Start of Block

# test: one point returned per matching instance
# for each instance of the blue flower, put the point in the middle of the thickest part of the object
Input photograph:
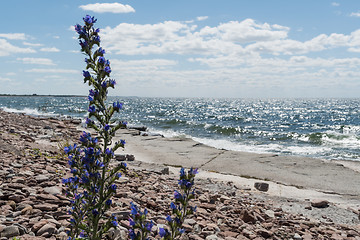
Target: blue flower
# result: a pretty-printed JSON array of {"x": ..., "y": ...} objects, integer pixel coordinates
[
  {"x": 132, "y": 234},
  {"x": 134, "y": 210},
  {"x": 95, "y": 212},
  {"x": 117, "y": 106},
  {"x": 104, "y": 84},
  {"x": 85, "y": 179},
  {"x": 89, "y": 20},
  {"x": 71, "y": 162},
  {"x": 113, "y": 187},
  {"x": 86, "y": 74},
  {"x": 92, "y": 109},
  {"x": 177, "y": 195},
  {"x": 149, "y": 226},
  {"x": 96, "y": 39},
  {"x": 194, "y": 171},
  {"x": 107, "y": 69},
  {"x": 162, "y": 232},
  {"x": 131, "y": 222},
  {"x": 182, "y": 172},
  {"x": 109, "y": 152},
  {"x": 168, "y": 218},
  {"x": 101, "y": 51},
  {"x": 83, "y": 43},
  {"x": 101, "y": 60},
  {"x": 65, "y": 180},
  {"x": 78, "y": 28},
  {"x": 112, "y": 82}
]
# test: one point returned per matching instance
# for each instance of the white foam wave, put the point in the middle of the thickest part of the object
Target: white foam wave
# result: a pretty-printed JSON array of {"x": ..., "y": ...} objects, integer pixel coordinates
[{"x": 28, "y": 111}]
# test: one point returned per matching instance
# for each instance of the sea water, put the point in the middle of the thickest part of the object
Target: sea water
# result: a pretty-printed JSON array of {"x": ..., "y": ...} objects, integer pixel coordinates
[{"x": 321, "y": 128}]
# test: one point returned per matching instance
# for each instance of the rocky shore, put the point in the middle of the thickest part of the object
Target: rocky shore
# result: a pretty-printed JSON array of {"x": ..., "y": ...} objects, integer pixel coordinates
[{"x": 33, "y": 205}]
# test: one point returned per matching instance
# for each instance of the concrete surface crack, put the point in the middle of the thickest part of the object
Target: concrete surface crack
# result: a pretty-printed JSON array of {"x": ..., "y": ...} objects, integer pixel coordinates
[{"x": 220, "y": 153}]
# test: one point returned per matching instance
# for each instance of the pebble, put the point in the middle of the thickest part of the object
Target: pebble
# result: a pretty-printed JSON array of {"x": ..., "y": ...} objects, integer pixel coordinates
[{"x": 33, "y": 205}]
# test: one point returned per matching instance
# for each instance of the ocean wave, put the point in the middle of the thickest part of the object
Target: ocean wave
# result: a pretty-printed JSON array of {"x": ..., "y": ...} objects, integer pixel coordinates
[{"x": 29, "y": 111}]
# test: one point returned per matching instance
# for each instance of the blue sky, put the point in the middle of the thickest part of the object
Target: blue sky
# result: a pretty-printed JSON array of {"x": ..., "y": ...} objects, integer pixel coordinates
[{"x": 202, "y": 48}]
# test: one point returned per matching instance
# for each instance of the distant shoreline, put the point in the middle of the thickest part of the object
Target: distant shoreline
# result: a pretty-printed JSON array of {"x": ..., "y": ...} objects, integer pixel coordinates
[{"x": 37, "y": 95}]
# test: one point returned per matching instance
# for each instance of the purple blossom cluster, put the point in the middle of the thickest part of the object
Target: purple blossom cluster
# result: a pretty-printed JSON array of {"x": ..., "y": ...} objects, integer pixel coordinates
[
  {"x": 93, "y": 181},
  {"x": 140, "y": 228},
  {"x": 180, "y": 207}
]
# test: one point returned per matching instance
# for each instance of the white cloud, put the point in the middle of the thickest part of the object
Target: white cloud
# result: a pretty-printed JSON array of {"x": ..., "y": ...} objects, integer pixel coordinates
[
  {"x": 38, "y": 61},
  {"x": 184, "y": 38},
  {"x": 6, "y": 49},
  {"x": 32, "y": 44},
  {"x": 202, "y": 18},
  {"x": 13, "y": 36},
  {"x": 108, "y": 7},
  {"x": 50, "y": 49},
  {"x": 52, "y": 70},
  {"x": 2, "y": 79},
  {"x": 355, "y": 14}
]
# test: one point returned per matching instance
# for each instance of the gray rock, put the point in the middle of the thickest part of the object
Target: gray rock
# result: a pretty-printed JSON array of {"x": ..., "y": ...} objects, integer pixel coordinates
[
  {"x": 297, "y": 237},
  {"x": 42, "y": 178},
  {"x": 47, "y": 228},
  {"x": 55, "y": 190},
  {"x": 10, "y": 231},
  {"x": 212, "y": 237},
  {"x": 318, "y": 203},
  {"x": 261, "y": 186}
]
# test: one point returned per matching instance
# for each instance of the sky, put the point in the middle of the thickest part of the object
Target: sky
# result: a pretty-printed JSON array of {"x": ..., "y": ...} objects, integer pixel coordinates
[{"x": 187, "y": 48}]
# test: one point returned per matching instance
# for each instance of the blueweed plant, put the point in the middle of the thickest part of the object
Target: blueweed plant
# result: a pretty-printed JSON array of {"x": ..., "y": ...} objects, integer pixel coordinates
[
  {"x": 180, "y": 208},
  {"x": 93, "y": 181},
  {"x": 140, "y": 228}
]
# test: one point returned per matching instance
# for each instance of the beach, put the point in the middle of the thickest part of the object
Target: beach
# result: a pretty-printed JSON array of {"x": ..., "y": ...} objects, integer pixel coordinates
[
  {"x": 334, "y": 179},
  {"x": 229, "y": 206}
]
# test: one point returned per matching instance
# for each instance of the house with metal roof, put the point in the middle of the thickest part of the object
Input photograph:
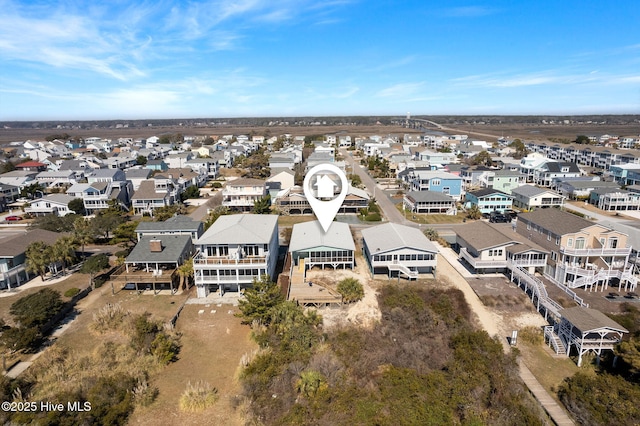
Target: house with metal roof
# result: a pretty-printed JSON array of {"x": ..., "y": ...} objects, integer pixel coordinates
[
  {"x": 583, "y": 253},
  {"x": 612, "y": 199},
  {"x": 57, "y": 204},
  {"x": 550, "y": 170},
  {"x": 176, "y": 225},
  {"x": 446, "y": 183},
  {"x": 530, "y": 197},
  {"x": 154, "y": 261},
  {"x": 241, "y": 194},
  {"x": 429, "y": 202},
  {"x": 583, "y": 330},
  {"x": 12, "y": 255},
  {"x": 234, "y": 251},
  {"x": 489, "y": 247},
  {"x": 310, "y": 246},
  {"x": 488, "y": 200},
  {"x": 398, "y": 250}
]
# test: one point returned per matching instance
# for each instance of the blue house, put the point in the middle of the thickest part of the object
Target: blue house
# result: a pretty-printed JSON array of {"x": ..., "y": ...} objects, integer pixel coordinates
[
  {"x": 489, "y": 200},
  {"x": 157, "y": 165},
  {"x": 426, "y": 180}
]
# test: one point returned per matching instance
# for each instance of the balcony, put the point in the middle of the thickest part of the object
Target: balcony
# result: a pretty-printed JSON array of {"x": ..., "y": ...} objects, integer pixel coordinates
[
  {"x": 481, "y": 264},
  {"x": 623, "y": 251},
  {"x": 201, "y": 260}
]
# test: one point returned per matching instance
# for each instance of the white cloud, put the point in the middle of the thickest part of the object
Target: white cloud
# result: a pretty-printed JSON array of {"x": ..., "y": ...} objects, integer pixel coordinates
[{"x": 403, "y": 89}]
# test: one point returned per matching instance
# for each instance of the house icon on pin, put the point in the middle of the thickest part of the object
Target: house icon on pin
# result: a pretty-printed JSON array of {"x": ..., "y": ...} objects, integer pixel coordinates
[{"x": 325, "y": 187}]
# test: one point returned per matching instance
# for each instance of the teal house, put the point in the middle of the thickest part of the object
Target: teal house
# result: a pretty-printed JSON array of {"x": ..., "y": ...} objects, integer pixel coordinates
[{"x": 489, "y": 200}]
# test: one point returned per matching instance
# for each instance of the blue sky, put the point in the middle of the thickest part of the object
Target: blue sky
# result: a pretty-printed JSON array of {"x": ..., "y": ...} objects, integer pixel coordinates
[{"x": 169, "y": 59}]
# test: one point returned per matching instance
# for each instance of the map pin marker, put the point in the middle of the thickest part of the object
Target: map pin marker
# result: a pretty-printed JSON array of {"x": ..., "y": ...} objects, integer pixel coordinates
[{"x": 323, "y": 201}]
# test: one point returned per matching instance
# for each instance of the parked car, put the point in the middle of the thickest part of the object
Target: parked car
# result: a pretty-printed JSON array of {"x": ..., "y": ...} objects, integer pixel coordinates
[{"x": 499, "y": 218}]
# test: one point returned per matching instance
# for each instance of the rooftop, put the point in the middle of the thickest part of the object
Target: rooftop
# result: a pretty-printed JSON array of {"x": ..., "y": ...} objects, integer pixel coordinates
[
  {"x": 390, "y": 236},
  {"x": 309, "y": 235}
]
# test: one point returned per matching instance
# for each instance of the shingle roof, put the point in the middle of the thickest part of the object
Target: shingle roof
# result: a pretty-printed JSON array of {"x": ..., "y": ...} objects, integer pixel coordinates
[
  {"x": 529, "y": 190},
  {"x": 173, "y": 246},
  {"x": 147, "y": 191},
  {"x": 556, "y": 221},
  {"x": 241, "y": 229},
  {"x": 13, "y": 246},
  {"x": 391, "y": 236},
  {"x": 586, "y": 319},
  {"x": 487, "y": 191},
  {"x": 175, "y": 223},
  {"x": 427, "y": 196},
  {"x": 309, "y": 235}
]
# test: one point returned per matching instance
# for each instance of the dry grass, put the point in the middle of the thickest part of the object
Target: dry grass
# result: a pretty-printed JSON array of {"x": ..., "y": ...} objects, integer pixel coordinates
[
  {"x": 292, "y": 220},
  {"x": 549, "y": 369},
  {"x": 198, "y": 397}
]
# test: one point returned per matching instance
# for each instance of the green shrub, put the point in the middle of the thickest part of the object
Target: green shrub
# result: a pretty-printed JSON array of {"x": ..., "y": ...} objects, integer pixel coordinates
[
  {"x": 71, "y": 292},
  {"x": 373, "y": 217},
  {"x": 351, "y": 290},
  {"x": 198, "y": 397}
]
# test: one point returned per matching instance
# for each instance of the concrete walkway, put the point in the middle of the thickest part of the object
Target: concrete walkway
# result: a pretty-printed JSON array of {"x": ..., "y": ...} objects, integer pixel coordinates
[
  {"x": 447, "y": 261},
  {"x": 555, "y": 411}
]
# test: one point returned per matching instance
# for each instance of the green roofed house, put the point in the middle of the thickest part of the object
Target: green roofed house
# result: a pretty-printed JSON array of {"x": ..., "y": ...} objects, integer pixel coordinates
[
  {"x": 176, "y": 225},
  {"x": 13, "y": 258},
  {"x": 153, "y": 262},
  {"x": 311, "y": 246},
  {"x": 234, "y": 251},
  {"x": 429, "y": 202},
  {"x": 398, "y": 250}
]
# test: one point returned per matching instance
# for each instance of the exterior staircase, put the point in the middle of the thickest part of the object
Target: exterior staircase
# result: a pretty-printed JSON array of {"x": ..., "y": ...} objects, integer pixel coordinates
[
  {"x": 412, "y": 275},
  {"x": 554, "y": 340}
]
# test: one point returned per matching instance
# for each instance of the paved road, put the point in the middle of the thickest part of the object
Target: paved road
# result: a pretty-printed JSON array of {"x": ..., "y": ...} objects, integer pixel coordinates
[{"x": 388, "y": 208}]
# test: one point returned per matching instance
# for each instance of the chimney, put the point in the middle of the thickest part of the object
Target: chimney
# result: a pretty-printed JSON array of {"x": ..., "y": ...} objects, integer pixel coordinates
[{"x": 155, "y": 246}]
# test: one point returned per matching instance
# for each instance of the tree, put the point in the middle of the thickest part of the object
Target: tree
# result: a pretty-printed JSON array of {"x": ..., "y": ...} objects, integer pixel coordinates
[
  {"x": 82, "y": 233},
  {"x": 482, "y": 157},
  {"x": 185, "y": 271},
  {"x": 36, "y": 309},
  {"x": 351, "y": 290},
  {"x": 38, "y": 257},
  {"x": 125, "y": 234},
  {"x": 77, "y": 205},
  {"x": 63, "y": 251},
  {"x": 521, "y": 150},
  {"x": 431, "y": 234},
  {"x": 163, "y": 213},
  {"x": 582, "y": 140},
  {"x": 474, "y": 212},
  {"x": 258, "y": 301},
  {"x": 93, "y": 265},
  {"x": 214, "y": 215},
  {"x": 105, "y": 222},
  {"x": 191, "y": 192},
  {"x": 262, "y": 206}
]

End of Block

→ What you are asked to do:
Your answer should consist only of the lines above between the line holding "Target: blue flower" and the line holding "Target: sea water", inclusive, each transcribed exactly.

→ Response box:
Target: blue flower
# result: a pretty-printed JSON array of {"x": ..., "y": ...} objects, integer pixel coordinates
[
  {"x": 132, "y": 234},
  {"x": 134, "y": 210},
  {"x": 95, "y": 212},
  {"x": 117, "y": 106},
  {"x": 104, "y": 84},
  {"x": 85, "y": 179},
  {"x": 89, "y": 20},
  {"x": 71, "y": 162},
  {"x": 113, "y": 187},
  {"x": 86, "y": 74},
  {"x": 92, "y": 109},
  {"x": 177, "y": 195},
  {"x": 149, "y": 226},
  {"x": 96, "y": 39},
  {"x": 194, "y": 171},
  {"x": 107, "y": 69},
  {"x": 162, "y": 232},
  {"x": 131, "y": 222},
  {"x": 182, "y": 172},
  {"x": 109, "y": 152},
  {"x": 168, "y": 218},
  {"x": 101, "y": 51},
  {"x": 83, "y": 43},
  {"x": 101, "y": 60},
  {"x": 65, "y": 180},
  {"x": 78, "y": 28},
  {"x": 112, "y": 82}
]
# test: one point returned per matching instance
# for each instance of the white foam wave, put the point in the middle of the thickest part of the object
Target: white foam wave
# result: a pretty-printed JSON array of {"x": ..., "y": ...} objects, integer pixel coordinates
[{"x": 28, "y": 111}]
# test: one point returned per matching instance
# for each instance of the sea water, put the point in the middle of the thickest part of the object
Target: sea water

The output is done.